*WHAT TO PRODUCE*:
Check each line of the data below for the string "trash", then report how many lines have it and nothing else.

[Stored dataset items]
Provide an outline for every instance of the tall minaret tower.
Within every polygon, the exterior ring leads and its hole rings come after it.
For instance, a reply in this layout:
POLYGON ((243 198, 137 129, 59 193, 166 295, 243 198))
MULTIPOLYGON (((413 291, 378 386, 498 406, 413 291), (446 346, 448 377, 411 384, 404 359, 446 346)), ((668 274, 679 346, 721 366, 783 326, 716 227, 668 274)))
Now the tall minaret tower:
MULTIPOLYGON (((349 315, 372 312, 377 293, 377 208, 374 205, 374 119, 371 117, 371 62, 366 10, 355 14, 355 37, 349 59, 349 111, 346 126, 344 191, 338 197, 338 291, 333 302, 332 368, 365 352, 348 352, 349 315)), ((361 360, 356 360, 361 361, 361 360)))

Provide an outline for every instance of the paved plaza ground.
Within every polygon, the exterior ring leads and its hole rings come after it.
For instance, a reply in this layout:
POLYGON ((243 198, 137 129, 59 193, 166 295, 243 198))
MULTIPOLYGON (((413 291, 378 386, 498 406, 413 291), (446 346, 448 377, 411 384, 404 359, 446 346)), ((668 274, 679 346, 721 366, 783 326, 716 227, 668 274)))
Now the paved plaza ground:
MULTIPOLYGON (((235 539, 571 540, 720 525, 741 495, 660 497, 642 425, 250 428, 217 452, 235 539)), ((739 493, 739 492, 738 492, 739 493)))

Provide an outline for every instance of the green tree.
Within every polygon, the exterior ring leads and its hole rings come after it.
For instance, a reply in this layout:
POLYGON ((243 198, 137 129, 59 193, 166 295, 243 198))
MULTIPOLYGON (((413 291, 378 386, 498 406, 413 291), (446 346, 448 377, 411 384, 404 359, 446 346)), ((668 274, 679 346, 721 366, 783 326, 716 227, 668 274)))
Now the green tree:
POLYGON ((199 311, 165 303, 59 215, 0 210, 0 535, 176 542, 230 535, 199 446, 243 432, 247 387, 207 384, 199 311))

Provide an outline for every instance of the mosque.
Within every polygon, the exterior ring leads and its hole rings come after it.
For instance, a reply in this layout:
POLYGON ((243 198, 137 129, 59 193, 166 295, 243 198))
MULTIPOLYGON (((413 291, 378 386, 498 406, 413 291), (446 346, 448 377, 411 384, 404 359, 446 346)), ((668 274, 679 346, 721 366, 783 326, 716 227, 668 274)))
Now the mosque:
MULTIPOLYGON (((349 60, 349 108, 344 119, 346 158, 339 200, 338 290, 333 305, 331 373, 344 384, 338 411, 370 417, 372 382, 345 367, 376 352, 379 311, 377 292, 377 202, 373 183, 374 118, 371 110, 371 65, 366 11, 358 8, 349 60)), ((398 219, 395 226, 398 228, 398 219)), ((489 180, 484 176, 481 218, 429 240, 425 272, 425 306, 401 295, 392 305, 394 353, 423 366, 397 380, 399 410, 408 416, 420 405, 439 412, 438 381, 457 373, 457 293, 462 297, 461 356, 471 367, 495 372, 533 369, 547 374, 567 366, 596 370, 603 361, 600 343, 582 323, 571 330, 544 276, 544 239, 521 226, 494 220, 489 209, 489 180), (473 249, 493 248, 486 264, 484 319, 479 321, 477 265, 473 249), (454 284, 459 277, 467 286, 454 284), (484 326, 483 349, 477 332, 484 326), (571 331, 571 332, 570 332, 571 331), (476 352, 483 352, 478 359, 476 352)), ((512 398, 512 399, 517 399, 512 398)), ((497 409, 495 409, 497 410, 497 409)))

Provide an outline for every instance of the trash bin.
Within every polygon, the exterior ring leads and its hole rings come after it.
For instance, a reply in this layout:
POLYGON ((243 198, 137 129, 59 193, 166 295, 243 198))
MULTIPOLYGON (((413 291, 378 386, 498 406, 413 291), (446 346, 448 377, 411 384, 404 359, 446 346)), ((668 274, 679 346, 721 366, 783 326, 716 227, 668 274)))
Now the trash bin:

* * *

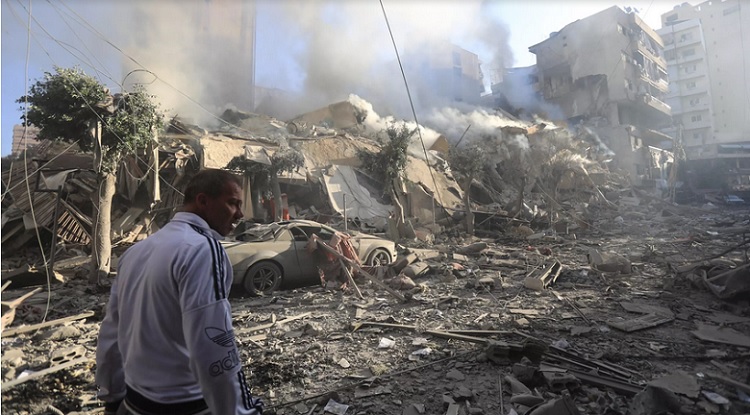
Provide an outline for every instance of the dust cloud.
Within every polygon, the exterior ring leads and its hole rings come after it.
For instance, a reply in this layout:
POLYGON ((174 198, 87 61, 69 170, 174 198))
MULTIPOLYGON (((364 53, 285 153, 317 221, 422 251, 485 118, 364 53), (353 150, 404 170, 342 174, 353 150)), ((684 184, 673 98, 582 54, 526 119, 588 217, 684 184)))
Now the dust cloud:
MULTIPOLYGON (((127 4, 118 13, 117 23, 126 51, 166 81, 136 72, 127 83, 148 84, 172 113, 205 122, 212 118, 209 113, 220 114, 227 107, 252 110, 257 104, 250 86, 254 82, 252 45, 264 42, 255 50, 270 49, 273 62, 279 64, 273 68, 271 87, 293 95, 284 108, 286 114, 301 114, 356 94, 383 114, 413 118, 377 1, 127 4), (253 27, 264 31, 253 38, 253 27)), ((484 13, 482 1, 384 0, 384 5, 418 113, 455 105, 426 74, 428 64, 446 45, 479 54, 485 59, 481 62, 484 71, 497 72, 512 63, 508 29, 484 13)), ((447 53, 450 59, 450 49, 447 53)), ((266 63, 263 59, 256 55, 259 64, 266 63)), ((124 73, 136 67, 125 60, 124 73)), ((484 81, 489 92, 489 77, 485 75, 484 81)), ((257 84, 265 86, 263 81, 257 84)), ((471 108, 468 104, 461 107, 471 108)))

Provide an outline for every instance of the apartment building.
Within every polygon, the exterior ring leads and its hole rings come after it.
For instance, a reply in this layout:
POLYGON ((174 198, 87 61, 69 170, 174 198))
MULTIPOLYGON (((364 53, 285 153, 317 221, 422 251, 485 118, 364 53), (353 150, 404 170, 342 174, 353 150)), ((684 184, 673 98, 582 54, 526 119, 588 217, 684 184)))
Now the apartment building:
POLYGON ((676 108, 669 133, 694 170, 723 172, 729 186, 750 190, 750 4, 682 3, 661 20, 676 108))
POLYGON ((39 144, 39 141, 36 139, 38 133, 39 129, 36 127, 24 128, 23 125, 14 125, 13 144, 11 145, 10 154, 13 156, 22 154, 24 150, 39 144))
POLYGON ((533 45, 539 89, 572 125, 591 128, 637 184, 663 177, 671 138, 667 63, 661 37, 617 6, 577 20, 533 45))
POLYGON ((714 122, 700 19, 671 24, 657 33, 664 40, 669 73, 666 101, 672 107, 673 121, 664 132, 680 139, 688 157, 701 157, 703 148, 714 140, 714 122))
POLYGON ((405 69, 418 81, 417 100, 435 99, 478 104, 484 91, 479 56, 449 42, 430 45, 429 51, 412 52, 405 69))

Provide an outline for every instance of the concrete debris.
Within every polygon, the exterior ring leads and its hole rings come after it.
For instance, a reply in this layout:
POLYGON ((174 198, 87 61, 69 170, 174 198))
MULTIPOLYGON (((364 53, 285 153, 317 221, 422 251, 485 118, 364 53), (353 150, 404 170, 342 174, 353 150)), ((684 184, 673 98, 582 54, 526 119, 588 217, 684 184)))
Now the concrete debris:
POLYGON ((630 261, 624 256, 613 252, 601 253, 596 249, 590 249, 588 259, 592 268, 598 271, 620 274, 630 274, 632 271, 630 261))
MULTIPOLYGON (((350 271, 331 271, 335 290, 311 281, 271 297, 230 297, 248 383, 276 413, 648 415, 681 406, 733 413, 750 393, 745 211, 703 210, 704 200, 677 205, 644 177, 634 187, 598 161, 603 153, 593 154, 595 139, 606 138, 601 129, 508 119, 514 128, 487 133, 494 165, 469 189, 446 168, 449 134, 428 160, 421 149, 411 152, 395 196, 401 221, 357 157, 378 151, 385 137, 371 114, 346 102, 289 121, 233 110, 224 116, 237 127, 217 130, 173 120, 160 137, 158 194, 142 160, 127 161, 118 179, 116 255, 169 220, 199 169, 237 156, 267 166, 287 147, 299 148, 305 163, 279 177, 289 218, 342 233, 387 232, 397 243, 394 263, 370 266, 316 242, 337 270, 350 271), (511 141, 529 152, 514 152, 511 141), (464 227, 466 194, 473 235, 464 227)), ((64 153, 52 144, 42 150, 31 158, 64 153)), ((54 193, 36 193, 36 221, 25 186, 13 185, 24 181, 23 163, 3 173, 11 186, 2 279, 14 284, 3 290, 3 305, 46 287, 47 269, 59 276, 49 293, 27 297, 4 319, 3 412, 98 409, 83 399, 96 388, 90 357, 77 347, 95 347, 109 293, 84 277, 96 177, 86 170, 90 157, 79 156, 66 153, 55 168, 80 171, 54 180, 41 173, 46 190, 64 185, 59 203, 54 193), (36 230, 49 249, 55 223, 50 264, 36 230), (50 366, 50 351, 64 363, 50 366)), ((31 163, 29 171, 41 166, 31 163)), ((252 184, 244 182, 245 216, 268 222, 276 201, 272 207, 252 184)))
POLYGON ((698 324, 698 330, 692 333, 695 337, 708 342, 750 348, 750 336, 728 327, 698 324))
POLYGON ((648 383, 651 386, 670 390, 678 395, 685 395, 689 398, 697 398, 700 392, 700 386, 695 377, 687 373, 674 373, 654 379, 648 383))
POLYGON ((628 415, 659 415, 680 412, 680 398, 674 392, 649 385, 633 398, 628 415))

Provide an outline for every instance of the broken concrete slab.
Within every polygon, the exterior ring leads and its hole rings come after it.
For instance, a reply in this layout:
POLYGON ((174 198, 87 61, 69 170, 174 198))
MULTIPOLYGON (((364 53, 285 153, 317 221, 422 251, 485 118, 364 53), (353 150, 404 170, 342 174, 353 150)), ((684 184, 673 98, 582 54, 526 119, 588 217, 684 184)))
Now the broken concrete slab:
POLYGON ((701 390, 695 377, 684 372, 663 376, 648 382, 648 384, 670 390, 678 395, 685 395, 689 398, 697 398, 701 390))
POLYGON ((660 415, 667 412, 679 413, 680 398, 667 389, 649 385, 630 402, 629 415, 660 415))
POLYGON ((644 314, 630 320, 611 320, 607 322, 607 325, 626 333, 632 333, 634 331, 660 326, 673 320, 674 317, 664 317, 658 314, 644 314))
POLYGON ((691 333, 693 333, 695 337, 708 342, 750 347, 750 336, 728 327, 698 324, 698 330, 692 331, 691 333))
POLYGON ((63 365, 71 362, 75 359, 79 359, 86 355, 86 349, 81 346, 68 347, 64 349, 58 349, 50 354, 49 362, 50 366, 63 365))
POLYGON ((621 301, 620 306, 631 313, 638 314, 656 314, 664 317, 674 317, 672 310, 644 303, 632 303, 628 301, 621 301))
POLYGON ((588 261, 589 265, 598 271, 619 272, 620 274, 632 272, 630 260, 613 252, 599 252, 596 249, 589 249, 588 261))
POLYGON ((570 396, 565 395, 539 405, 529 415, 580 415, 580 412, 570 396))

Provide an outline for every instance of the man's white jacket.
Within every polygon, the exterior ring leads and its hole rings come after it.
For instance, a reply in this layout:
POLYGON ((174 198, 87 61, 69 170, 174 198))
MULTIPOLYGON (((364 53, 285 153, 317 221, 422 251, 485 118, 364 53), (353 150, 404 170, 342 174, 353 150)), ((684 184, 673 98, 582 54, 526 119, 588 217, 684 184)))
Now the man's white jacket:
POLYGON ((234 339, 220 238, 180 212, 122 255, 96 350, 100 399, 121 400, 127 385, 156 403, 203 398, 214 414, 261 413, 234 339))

--

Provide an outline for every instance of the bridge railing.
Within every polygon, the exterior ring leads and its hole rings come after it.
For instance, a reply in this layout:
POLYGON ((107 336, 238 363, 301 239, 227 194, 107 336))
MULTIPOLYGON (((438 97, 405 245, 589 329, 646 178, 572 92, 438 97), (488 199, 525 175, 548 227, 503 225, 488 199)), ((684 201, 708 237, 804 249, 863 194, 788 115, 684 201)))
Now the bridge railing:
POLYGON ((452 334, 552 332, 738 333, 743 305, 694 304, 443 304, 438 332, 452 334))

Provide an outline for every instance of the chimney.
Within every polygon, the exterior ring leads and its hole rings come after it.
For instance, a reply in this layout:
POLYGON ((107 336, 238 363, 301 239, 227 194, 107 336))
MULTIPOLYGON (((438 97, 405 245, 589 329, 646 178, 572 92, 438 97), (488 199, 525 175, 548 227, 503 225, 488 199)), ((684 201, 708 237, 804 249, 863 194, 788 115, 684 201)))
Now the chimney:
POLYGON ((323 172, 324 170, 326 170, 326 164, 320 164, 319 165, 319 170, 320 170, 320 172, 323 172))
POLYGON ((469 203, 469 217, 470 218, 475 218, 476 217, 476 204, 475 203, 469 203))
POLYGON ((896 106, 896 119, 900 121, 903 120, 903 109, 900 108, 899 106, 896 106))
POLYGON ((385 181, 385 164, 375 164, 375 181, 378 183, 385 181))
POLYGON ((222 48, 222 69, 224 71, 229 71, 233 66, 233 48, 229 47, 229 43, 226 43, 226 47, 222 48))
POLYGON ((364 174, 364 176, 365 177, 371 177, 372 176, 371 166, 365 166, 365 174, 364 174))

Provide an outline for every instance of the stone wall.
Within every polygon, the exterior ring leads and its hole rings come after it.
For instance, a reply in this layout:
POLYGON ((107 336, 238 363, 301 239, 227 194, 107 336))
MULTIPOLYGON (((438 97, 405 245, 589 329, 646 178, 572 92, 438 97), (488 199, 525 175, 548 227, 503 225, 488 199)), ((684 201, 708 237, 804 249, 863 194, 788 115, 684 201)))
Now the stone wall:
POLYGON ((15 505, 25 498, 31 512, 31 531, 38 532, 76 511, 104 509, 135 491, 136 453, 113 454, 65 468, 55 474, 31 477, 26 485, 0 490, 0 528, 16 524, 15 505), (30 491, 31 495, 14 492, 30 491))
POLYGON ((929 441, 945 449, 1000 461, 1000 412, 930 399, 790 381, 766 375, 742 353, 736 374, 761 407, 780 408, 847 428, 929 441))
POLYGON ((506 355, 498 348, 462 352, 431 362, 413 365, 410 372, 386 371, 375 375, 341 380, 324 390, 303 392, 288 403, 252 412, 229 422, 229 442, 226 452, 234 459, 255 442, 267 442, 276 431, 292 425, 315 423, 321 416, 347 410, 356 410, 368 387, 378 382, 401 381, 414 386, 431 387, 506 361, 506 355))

*ANSWER SPACE*:
2